_Work to be completed_
Write out all of the entries below again, replacing "one line apiece" with "one per line" wherever it occurs and leaving everything else unchanged. Leave the pictures out.

Pointing dataset entries:
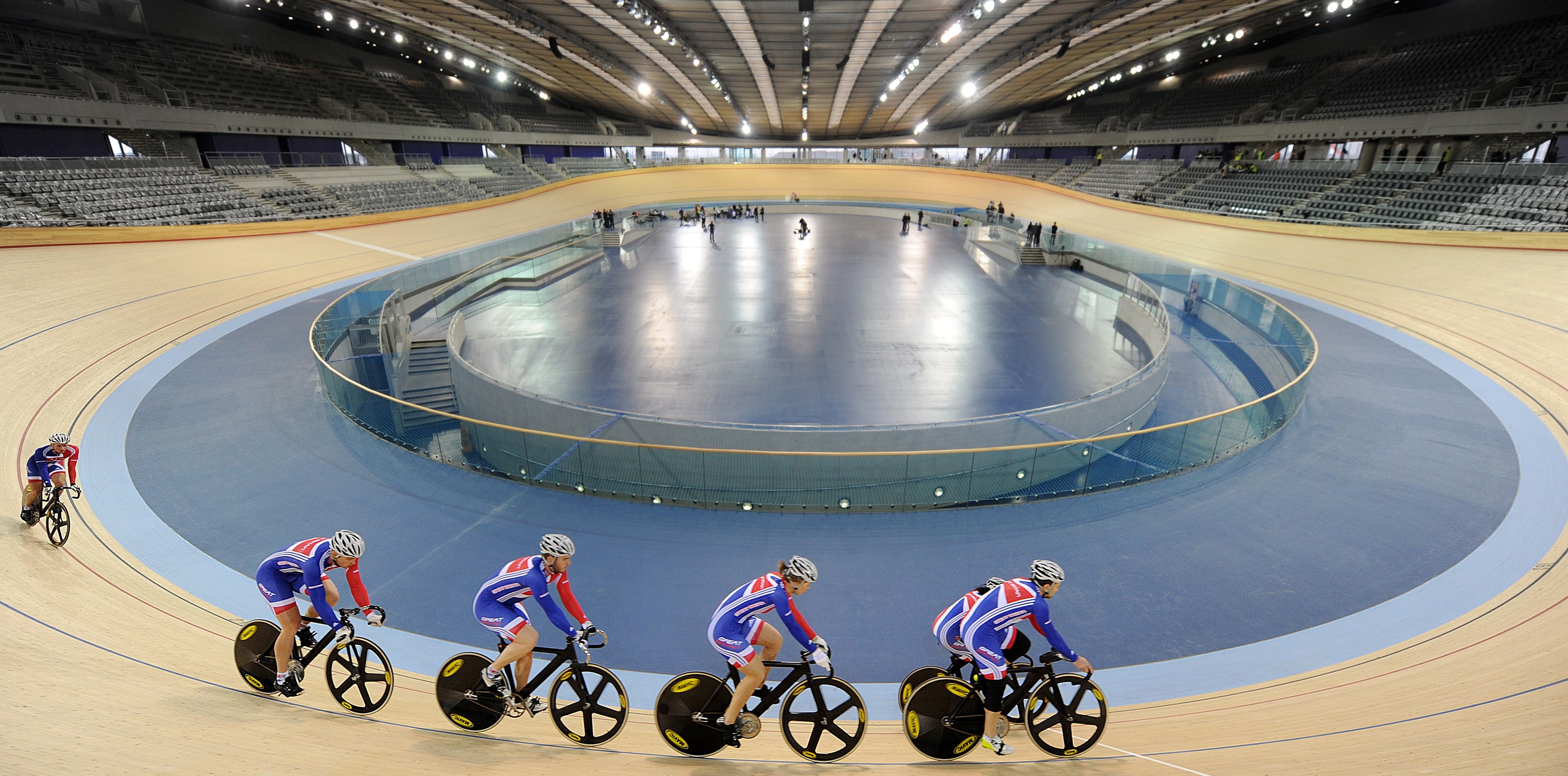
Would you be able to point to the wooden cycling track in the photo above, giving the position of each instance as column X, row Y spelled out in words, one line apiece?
column 112, row 667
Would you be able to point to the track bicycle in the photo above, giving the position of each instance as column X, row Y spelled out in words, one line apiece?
column 54, row 513
column 822, row 719
column 358, row 673
column 945, row 717
column 576, row 701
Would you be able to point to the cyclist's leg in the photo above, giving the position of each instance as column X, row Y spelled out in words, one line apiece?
column 331, row 598
column 753, row 671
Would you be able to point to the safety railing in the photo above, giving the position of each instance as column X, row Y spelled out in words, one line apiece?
column 621, row 458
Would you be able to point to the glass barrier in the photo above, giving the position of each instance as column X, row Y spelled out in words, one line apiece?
column 628, row 458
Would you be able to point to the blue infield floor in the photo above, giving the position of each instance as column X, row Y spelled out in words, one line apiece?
column 1391, row 474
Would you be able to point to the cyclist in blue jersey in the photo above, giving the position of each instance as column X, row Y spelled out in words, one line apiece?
column 737, row 629
column 988, row 628
column 499, row 607
column 946, row 626
column 302, row 568
column 49, row 466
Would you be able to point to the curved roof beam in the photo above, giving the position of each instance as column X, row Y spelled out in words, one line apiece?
column 734, row 16
column 632, row 37
column 877, row 18
column 983, row 37
column 1111, row 26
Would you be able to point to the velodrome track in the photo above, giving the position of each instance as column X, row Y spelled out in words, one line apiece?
column 112, row 667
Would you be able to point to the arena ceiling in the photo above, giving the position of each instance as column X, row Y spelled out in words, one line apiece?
column 758, row 68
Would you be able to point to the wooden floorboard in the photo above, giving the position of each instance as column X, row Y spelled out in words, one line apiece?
column 112, row 668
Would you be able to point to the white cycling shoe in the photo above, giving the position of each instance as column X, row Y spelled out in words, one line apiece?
column 998, row 745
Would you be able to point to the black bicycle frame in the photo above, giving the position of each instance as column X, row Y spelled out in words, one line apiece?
column 567, row 654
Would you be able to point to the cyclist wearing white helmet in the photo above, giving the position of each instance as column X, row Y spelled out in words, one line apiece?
column 737, row 626
column 54, row 466
column 302, row 570
column 499, row 607
column 990, row 626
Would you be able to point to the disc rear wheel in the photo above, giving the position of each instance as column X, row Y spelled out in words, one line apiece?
column 360, row 676
column 1068, row 716
column 589, row 705
column 253, row 656
column 945, row 719
column 465, row 700
column 824, row 719
column 681, row 703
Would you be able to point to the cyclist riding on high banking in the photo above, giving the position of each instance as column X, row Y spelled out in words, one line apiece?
column 499, row 607
column 946, row 626
column 988, row 628
column 736, row 628
column 302, row 568
column 54, row 464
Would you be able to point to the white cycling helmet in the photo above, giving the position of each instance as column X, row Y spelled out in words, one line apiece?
column 349, row 544
column 557, row 544
column 1043, row 571
column 800, row 568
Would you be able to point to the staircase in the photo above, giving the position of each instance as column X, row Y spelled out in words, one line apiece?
column 428, row 385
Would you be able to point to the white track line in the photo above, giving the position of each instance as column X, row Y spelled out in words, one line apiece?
column 1152, row 759
column 371, row 246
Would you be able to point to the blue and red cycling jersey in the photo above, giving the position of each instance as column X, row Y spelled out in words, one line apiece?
column 46, row 461
column 302, row 568
column 736, row 623
column 499, row 601
column 988, row 626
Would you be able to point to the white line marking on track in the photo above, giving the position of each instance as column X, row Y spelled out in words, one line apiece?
column 371, row 246
column 1152, row 759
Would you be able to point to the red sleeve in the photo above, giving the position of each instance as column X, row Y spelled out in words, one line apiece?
column 356, row 587
column 798, row 618
column 563, row 590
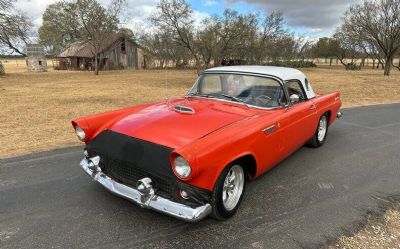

_Output of the task_
Would you be able to point to the wooden cycling track in the photo above, giving the position of each instance as column X, row Y spelled out in words, one per line?
column 112, row 667
Would you be able to point to the track bicycle in the photo above, giving the position of each instance as column X, row Y spelled out in words, one per line?
column 54, row 513
column 822, row 719
column 358, row 673
column 945, row 717
column 576, row 701
Would you be able to point to the cyclist's leg in the photo above, giving the position of each instance as column X, row Y spelled out in words, one per line?
column 331, row 598
column 753, row 671
Would you be able to point to the safety railing in the photo above, giving the position of each instance as column X, row Y spelled out in words, one per line?
column 621, row 458
Would you be able to point to the glass barrier in the photo above, giving the position of each instance as column X, row Y spelled out in words, one per line?
column 628, row 458
Would you be able to point to the blue infield floor in the photo above, giving the position of each instance as column X, row Y spelled out in words, one per line?
column 1391, row 474
Would you be able to point to the cyclist in blue jersey in the photo above, giving the position of each instance as column X, row Y spelled out in words, one per line?
column 737, row 629
column 988, row 628
column 499, row 607
column 946, row 626
column 302, row 568
column 49, row 466
Would you be able to point to the curved roof beam in the photo above, giving the position of each instance as column X, row Y spelled out in words, one per line?
column 734, row 16
column 632, row 37
column 877, row 18
column 983, row 37
column 1111, row 26
Would you be able to point to the velodrome track in the photo above, giving the position of each instance as column X, row Y spelled out in words, one per line?
column 112, row 667
Would you be able to point to the arena ceiling in the photo above, giving the position of each instance as column X, row Y spelled out in words, one per line?
column 758, row 68
Would you be able to point to the wooden floorboard in the photo above, giving the position of each instance as column X, row Y spelled out in words, one per line?
column 112, row 668
Would you be able to point to the white cycling shoe in the photo above, giving the position of each instance as column X, row Y spelled out in words, one per line?
column 998, row 745
Would you be able to point to the black bicycle frame in the photo above, giving the position of each instance as column X, row Y spelled out in words, one per line?
column 567, row 654
Would you be able to point to the cyclist wearing white helmet in the photo above, giving the position of each instance as column X, row Y spelled out in words, one per line?
column 737, row 626
column 54, row 466
column 302, row 570
column 499, row 607
column 990, row 626
Would you be able to point to the disc rear wheel in the photo above, giving the position of each instance as column X, row Y spelled out in words, one per line?
column 360, row 676
column 1068, row 716
column 589, row 705
column 253, row 656
column 945, row 719
column 465, row 700
column 824, row 719
column 681, row 703
Would you be able to point to the cyclist riding on high banking in the photo above, giving the position of each instance as column X, row Y spelled out in words, one per line?
column 499, row 607
column 946, row 626
column 988, row 628
column 736, row 628
column 302, row 568
column 54, row 464
Would you be able to point to the white cycling helmet in the photo above, giving the position of each instance as column X, row Y spelled out in words, one per line?
column 349, row 544
column 557, row 544
column 1043, row 571
column 800, row 568
Would you be able to point to the staircase in the photo above, giving the position of each instance as column X, row Y spelled out in words, one per line?
column 428, row 385
Would you be able to point to the white track line in the photo above, giving the position of each instance as column X, row Y spelled out in words, one per line?
column 1152, row 759
column 371, row 246
Would you be able to point to the blue and red cycling jersey in the photo above, giving the position of each instance as column X, row Y spelled out in words, one per line?
column 46, row 461
column 302, row 568
column 736, row 623
column 499, row 601
column 988, row 626
Would you be able to point to the white line marking on track in the photo above, giving the position of each instance as column X, row Y spelled out in words, one per line?
column 371, row 246
column 1152, row 759
Would you be able to point to the red sleeve in the photo above, giving the position of each instance as column X, row Y spelled out in words, one per line?
column 356, row 587
column 798, row 618
column 563, row 590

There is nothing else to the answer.